How the United States Covers Up the Real Costs of War

By: 
emily
Friday, August 25, 2023
By Dora Usdan, Summer 2023 intern
 
Norman Solomon’s new book War Made Invisible: How America Hides the Human Toll of Its Military Machine examines the tactics used by the United States and the media to conceal the human costs of war, such as stifling antiwar dialogue, using technology to distance enemy victims of military action from the public eye, and controlling media intervention into the subject. We’ve put together a list of nine eye-opening points Solomon makes to illuminate what principled citizens should look for behind the mainstream justifications for future conflicts.
 
America’s post 9/11 “forever war” encouraged continual systemic racism.
 
“The rhetoric of the ‘war on terror’ supplied a smokescreen that made it harder to see how militarism and racism were fondling each other in a death grip.” (p. 143) Media tropes are carefully crafted to create a “clean” narrative to absolve Americans of any guilt pertaining to the relationship between race and war. The connections between race and war are reflected in the racist, violent institutions of policing and incarceration.
 
War critics are actively silenced.
 
When former MSNBC newswoman Ashleigh Banfield spoke out about the human costs of war in Iraq, it halted and reversed her career advancement. Banfield later described the “cruelty and the manner in which [Neal Shapiro, president of NBC] decided to dispose of [her].” (p. 74) For Banfield, speaking about the war’s victims cost her her career, an example of the fragility of freedom of speech in corporate media.
 
Democracy only functions well when opposing voices are given significant space in public discourse.

What to do:
(A) Write out the part of the article on war's hidden costs from "How the United" to "continual systemic racism.".
(B) Answer these from the article on war's hidden costs:
(i) What is the full title of Norman Solomon's new book?
(ii) How many points from the book does the list include?
(iii) What position did Neal Shapiro hold?

Extracted data:
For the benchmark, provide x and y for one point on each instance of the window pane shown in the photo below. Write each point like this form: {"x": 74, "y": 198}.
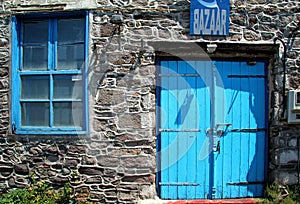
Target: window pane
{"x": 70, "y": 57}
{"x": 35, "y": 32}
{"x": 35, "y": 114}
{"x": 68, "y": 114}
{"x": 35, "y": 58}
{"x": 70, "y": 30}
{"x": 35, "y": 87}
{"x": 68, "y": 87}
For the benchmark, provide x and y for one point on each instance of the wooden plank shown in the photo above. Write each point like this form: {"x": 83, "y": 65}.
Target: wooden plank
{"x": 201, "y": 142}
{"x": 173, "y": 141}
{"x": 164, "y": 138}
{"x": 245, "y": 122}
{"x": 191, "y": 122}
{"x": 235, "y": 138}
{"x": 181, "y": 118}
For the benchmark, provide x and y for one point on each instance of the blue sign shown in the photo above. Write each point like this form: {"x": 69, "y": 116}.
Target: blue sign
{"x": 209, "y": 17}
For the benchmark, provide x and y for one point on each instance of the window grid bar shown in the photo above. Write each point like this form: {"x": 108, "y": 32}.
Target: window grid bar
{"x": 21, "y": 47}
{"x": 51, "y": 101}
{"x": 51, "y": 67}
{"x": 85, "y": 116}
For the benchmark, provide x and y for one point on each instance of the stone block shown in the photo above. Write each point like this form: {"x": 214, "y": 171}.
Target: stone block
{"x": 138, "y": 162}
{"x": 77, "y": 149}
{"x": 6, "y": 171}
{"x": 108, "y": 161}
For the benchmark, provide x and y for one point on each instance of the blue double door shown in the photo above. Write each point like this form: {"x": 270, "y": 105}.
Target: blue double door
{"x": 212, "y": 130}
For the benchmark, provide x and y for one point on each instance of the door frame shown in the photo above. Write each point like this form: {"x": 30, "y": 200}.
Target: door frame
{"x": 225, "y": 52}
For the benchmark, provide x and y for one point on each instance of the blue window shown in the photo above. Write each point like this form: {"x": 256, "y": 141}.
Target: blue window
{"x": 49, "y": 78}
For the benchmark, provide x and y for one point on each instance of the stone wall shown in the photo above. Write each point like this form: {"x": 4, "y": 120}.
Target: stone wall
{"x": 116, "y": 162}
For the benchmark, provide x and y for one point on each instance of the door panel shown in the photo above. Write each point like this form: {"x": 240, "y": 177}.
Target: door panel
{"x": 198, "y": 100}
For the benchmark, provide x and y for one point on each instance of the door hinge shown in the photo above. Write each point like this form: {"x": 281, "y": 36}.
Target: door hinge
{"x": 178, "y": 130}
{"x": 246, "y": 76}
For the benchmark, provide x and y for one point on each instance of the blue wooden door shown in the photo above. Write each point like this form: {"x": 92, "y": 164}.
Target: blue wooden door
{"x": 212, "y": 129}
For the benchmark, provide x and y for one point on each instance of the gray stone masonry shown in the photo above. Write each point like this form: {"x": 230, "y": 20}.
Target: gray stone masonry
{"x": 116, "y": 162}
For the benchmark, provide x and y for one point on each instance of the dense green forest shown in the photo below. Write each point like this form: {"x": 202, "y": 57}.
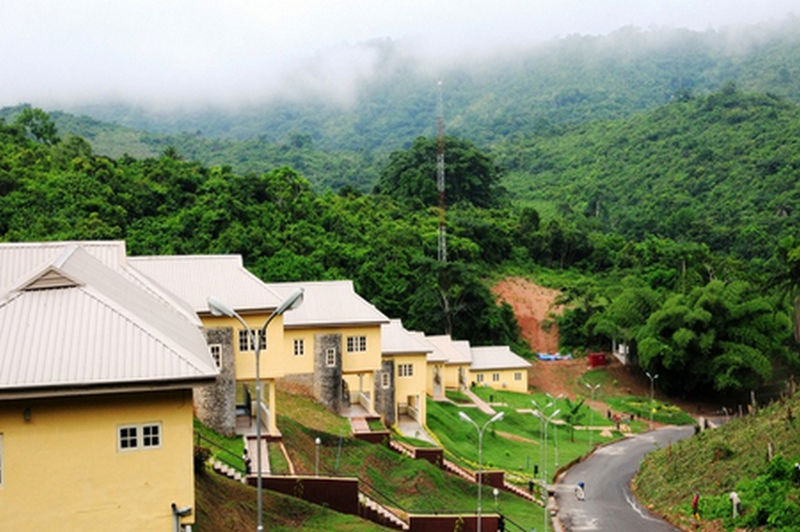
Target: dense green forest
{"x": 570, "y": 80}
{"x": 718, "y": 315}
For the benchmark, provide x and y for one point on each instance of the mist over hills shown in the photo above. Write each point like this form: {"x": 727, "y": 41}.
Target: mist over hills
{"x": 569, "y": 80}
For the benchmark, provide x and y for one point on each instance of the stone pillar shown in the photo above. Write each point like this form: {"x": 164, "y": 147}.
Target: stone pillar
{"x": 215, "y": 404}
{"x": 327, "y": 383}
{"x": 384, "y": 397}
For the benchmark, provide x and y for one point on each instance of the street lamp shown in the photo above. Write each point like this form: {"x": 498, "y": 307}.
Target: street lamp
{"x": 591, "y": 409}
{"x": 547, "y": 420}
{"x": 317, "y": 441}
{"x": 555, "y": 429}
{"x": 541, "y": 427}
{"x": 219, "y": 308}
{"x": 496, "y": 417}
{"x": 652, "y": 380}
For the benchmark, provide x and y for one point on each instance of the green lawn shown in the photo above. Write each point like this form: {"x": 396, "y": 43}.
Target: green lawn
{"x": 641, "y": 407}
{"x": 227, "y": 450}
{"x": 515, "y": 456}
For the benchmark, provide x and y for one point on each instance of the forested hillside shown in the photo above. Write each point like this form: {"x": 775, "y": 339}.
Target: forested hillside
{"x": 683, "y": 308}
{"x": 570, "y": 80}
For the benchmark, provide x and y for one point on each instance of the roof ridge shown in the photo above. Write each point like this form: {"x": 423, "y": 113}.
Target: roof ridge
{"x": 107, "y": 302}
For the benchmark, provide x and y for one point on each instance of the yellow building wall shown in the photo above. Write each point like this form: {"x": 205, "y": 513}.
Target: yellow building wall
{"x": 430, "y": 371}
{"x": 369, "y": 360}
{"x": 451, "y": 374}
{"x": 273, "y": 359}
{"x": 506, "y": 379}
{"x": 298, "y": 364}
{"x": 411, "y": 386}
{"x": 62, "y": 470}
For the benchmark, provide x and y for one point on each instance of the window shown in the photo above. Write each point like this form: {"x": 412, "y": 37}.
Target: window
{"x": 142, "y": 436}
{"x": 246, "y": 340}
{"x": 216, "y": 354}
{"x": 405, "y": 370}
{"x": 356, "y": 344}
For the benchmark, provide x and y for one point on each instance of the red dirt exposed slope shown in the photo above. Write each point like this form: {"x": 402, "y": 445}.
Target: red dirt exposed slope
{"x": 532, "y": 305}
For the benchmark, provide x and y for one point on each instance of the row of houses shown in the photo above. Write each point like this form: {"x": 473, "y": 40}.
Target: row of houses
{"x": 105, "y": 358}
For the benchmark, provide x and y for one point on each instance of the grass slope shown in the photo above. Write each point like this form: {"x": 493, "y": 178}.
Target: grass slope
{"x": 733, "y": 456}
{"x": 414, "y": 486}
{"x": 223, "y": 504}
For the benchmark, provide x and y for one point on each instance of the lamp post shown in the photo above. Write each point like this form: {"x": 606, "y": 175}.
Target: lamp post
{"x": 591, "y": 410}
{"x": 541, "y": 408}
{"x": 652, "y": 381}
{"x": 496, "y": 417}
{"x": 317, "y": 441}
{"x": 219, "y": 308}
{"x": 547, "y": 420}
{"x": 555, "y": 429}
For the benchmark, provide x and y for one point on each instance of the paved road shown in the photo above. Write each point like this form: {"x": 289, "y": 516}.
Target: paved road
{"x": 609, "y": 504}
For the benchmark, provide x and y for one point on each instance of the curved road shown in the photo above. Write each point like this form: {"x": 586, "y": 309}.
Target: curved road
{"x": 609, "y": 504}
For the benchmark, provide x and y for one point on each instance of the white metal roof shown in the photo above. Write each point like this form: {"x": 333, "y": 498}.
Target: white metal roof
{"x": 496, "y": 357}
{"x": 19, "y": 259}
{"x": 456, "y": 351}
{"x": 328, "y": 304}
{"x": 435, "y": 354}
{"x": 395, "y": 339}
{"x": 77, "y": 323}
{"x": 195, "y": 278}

Exercise answers:
(A)
How the United States Covers Up the Real Costs of War

By: 
emily
Friday, August 25, 2023
By Dora Usdan, Summer 2023 intern
 
Norman Solomon’s new book War Made Invisible: How America Hides the Human Toll of Its Military Machine examines the tactics used by the United States and the media to conceal the human costs of war, such as stifling antiwar dialogue, using technology to distance enemy victims of military action from the public eye, and controlling media intervention into the subject. We’ve put together a list of nine eye-opening points Solomon makes to illuminate what principled citizens should look for behind the mainstream justifications for future conflicts.
 
America’s post 9/11 “forever war” encouraged continual systemic racism.

(B)
(i) War Made Invisible: How America Hides the Human Toll of Its Military Machine
(ii) Nine
(iii) President of NBC